■ **Data extract**
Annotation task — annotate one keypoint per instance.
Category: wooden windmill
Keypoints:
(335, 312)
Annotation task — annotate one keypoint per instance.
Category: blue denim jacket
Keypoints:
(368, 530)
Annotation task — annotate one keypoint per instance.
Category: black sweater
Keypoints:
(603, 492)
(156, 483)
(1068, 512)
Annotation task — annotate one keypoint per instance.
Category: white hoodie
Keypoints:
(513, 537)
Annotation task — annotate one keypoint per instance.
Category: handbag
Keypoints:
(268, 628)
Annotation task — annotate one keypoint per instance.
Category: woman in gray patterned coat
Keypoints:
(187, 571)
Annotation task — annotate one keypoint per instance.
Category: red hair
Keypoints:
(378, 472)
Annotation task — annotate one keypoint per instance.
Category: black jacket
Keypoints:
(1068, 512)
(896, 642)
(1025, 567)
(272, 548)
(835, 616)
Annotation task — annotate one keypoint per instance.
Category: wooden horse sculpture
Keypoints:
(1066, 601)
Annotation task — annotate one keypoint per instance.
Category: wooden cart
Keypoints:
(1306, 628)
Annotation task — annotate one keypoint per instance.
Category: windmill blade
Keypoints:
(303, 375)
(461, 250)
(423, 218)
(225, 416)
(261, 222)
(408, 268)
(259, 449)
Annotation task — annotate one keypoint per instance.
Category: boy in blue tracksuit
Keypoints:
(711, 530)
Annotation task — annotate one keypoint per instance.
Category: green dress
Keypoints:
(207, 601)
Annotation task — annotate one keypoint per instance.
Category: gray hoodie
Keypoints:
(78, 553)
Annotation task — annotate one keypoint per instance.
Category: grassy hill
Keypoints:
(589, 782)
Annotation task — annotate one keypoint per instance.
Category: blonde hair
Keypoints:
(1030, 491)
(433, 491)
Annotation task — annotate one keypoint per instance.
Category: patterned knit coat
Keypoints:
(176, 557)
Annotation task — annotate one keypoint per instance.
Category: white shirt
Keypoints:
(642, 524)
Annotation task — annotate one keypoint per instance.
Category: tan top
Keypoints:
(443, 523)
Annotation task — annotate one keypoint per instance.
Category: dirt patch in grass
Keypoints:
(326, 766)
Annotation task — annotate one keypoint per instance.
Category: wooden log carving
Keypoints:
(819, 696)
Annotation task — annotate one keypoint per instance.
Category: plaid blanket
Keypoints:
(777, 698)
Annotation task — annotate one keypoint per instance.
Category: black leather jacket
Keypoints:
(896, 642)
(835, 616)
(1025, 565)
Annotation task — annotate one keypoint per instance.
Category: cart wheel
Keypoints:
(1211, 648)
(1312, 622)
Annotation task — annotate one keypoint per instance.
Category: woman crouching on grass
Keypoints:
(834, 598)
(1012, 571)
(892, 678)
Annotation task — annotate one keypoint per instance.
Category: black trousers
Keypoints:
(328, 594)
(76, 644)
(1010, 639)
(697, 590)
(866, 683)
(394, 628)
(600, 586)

■ **What you need to do**
List each line in the material that contains the word "gray", copying the line in full.

■ **Written solution**
Category: woman in gray patterned coat
Category: gray hoodie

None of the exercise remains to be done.